§ **EXTRACTED TEXT**

Showing posts with label miracles. Show all posts
Showing posts with label miracles. Show all posts

Sunday, 13 August 2006

Jesus' healings

“When Jesus expels demons and heals the sick, he is driving out of creation the powers of destruction, and is healing and restoring created beings who are hurt and sick. The lordship of God, to which the healings witness, restores sick creation to health. Jesus’ healings are not supernatural miracles in a natural world. They are the only truly ‘natural’ thing in a world that is unnatural, demonized and wounded.”

—Jürgen Moltmann, The Way of Jesus Christ: Christology in Messianic Dimensions (London: SCM, 1990), pp. 98-99.

Friday, 30 June 2006

Two views of miracles

Here are two quotes on miracles by Roman Catholic theologians—I agree strongly with one, and disagree just as strongly with the other!

“There is, no doubt, nothing more in the miracle than in the least of ordinary facts. But also there is nothing less in the most ordinary fact than in the miracle.”
—Maurice Blondel, Action (Notre Dame: University of Notre Dame Press, 1984), p. 365.

“The special quality of the miracle is that, because of the entire context within which an incident of this kind takes place, God himself wishes to communicate something to us in the miracle—in it, he really addresses us. There is an intention in the event and this personal intention transcends the normal possibilities of nature. For anyone who is open and listens to it, the natural event expresses more than it is able to express in itself—it is the visible aspect of the free act of God.”

§ **DATASET EXTRACT**
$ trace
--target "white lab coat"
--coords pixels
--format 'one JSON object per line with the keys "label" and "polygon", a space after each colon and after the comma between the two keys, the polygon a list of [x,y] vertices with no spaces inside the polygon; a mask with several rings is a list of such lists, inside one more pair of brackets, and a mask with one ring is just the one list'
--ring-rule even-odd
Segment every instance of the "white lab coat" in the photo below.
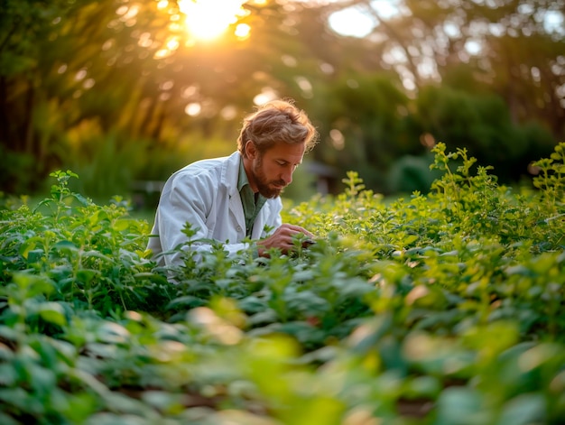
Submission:
{"label": "white lab coat", "polygon": [[[187,165],[172,174],[166,181],[149,239],[148,248],[160,265],[180,263],[181,254],[160,256],[188,240],[181,230],[189,222],[198,231],[191,239],[215,239],[225,243],[229,254],[244,249],[245,218],[237,190],[240,153],[202,160]],[[252,239],[267,236],[265,226],[271,231],[282,224],[280,198],[267,199],[257,215]],[[209,251],[210,245],[197,244],[199,252]]]}

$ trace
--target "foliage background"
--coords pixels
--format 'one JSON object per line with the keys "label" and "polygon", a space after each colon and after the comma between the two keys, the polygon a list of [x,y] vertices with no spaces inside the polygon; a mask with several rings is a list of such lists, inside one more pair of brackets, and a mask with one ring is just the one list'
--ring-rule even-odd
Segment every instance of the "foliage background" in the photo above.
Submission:
{"label": "foliage background", "polygon": [[[0,7],[8,193],[45,190],[58,169],[76,171],[87,196],[129,193],[231,152],[241,117],[272,97],[309,112],[321,143],[308,159],[331,167],[334,193],[348,170],[381,193],[426,190],[438,142],[519,182],[565,134],[562,0],[255,0],[211,42],[191,38],[176,1]],[[365,37],[329,24],[350,7],[373,19]],[[304,168],[288,197],[316,190]]]}

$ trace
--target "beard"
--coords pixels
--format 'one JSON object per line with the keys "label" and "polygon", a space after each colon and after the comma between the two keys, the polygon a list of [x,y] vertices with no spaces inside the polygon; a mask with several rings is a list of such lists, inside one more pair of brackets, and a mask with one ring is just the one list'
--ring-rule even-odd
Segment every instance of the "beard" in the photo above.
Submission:
{"label": "beard", "polygon": [[266,199],[272,199],[277,198],[282,192],[284,188],[274,188],[272,185],[286,186],[283,180],[269,181],[263,171],[263,156],[257,159],[257,162],[253,166],[253,174],[259,193]]}

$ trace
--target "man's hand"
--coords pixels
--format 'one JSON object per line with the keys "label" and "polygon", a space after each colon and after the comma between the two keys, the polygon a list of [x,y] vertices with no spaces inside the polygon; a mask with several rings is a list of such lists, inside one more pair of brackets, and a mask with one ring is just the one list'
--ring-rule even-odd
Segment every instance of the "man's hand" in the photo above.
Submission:
{"label": "man's hand", "polygon": [[299,233],[310,239],[314,236],[300,226],[283,224],[277,228],[273,235],[257,242],[259,256],[268,256],[267,251],[271,248],[279,248],[282,254],[287,254],[295,249],[293,239]]}

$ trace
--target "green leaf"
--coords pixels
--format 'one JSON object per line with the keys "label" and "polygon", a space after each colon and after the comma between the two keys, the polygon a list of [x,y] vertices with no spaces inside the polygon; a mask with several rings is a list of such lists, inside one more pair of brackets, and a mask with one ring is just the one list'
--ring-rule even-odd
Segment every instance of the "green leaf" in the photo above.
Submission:
{"label": "green leaf", "polygon": [[54,325],[62,327],[67,324],[65,310],[58,302],[42,302],[37,307],[37,312],[43,320]]}

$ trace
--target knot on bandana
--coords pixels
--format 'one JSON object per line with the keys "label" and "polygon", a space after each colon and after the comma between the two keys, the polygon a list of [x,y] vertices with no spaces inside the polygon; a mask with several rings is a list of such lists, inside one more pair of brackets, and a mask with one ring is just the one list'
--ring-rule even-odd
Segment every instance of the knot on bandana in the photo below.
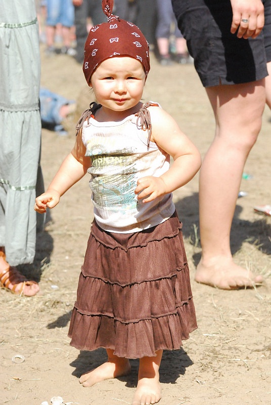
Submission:
{"label": "knot on bandana", "polygon": [[88,85],[98,65],[113,57],[138,59],[146,77],[150,70],[149,44],[145,37],[134,24],[113,15],[113,0],[103,0],[103,10],[108,21],[93,27],[85,42],[83,71]]}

§ **WHAT THE TASK ASKS**
Copy the passage of the blog post that opens with "Two views of" and closes with "1984), p. 365.", swapping "ordinary" for "common". Rely only on the blog post, not on the data.

§ **EXERCISE RESPONSE**
Two views of miracles

Here are two quotes on miracles by Roman Catholic theologians—I agree strongly with one, and disagree just as strongly with the other!

“There is, no doubt, nothing more in the miracle than in the least of common facts. But also there is nothing less in the most common fact than in the miracle.”
—Maurice Blondel, Action (Notre Dame: University of Notre Dame Press, 1984), p. 365.